Ganti "rakyat" dengan "masyarakat" pada bagian bacaan tentang adab terhadap pemimpin yang dibuka dengan kata-kata yang memuat "Adab Islam." dan ditutup dengan "Abu Nashr Samarqandi).", lalu tuliskan kembali bagian itu.

=== Bacaan ===

Adab Islam.
Kedudukan
Pemimpin.
Diperintahkan
oleh Allah SWT. : “Hai orang-orang yang
beriman, taatilah Allah dan Rasul-Nya, serta orang-orang yang memimpin kamu
sekalian.” (QS. An Nisa : 59).
Hendaklah
rakyat selalu bersyukur jika mendapatkan seorang pemimpin yang adil, dan
pemimpin itupun akan mendapatkan pahala. (Syekh Abu Nashr Samarqandi).
Tidak
diperbolehkan menghina pemimpin (amir), barangsiapa yang menghina penguasa di
muka bumi, maka ia akan dihinakan oleh Allah. (HR. Tirmidzi).
Ketaatan
Kepada Pimpinan.
Diwajibkan
agar selalu mentaati pemimpin (amir), walaupun fisik dan rupa mereka bagaikan
seorang hamba sahaya Habsyi. (QS. An Nisa : 59 – HR.Bukhari).
[=
maksudnya adalah pemimpin itu lebih rendah derajatnya daripada kita.]
Diharuskan
menaati pemimpin hanya dalam kebaikan. Tidak ada ketaatan dalam bermaksiat
kepada Allah. (HR. Muttafaq ‘alaih).
Dianjurkan
agar menaati pemimpin dalam batas-batas kemampuan. Setelah diusahakan dengan
penuh kesungguhan. (HR. Bukhari, Muslim).

=== Item yang Ditampilkan ===

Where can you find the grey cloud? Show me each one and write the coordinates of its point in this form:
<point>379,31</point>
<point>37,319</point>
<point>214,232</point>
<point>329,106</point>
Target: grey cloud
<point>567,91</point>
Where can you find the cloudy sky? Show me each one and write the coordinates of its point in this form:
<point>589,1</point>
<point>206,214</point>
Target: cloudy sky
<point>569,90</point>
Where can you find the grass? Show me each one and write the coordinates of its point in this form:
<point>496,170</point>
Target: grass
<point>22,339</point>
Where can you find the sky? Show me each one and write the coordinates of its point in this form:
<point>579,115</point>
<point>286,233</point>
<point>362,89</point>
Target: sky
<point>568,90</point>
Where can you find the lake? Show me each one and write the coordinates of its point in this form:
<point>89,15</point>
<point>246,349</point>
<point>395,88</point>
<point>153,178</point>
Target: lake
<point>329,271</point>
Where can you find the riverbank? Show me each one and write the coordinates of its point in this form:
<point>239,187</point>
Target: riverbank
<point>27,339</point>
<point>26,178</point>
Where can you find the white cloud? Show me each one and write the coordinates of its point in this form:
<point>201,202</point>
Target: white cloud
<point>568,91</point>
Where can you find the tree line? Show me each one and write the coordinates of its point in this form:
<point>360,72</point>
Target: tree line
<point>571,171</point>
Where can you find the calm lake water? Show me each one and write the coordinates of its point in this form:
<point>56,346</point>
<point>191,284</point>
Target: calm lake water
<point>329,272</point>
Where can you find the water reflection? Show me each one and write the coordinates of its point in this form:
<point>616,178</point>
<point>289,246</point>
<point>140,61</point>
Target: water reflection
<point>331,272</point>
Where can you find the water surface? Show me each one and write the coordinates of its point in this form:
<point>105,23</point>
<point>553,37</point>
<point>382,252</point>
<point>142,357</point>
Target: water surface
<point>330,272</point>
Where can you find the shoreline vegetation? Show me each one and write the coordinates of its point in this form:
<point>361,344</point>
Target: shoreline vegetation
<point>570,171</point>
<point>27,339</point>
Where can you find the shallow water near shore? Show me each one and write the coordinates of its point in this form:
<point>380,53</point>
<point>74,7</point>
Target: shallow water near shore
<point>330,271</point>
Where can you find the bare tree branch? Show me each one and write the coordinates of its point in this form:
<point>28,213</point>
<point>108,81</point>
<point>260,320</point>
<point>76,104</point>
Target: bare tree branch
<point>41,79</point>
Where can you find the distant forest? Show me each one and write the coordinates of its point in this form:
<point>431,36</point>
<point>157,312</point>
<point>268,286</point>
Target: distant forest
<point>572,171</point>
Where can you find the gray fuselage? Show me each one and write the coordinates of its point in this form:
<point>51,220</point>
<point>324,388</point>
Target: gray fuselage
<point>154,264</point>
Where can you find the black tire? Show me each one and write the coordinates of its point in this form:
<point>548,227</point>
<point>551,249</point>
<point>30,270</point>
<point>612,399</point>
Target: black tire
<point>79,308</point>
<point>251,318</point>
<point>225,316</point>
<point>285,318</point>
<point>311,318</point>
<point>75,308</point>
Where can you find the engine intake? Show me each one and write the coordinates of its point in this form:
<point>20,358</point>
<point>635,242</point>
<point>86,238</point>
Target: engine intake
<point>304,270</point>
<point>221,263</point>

===

— Hasil Latihan —
Adab Islam.
Kedudukan
Pemimpin.
Diperintahkan
oleh Allah SWT. : “Hai orang-orang yang
beriman, taatilah Allah dan Rasul-Nya, serta orang-orang yang memimpin kamu
sekalian.” (QS. An Nisa : 59).
Hendaklah
masyarakat selalu bersyukur jika mendapatkan seorang pemimpin yang adil, dan
pemimpin itupun akan mendapatkan pahala. (Syekh Abu Nashr Samarqandi).